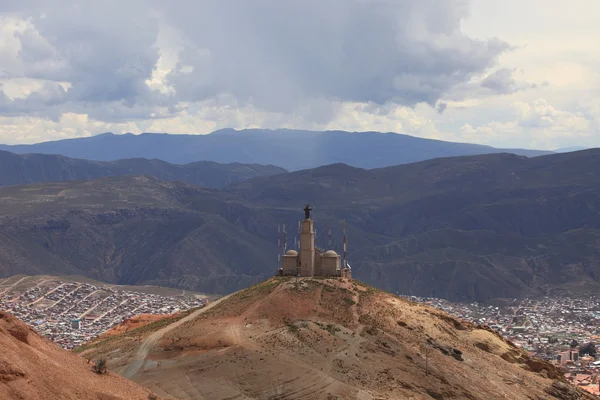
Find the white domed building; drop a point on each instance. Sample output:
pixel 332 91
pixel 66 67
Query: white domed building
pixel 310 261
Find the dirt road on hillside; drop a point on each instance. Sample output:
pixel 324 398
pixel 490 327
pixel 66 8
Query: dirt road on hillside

■ ■ ■ ■

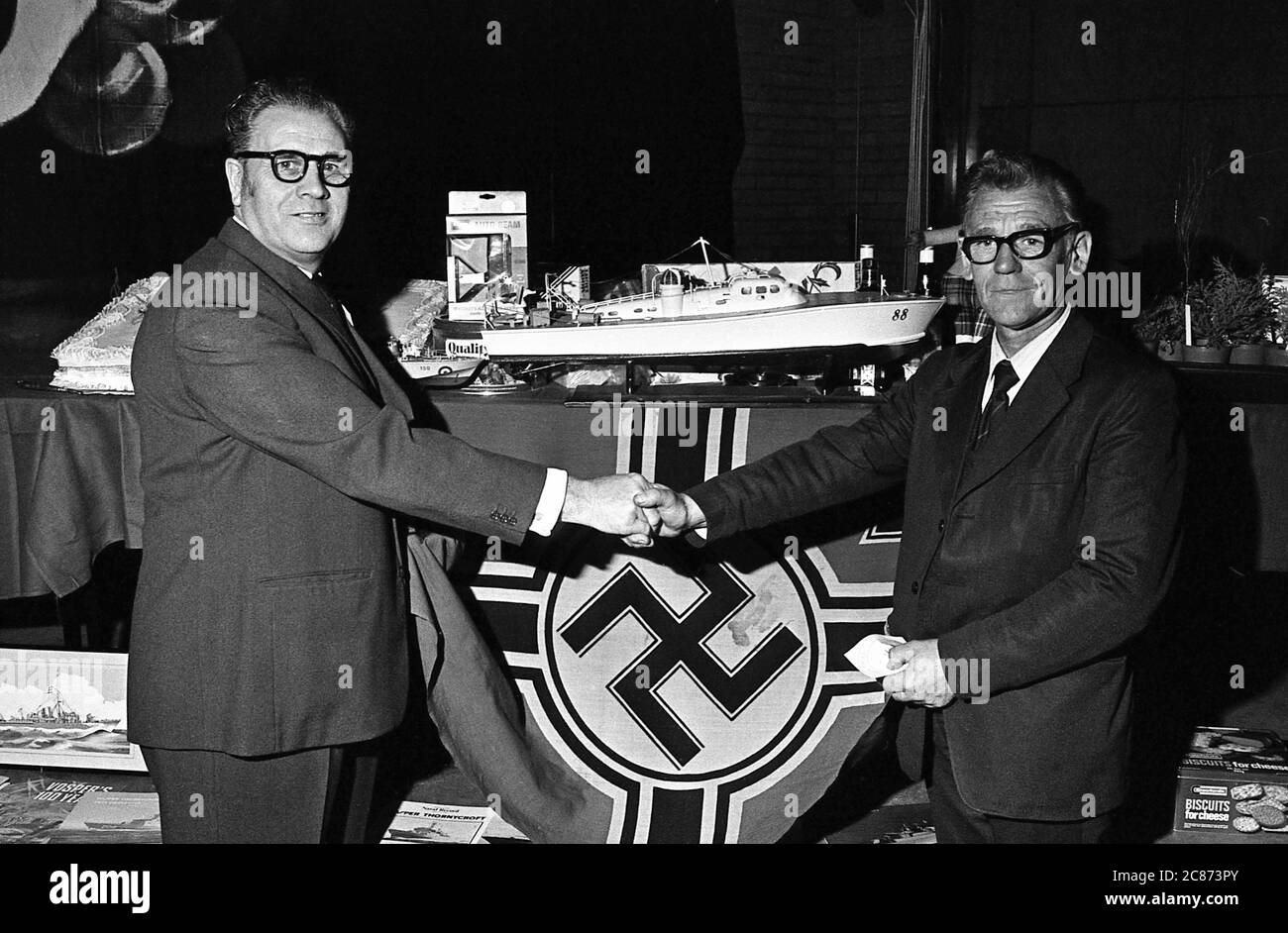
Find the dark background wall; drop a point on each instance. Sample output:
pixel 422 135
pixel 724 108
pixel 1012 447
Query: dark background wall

■ ■ ■ ■

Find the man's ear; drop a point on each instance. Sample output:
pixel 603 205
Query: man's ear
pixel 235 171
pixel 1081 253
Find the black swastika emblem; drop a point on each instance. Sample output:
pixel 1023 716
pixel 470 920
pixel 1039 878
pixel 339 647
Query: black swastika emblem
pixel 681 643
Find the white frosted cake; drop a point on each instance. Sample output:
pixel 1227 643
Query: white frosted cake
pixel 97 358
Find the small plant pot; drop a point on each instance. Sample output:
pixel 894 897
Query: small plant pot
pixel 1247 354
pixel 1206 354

■ ■ ■ ■

**Written exercise:** Can you reproduce word for word the data from the line with "Find the dirt" to the line with "Query: dirt road on hillside", including both of those lines?

**Output for this task:**
Find the dirt road on hillside; drop a point on each instance. Sample output:
pixel 324 398
pixel 490 327
pixel 66 8
Query: dirt road on hillside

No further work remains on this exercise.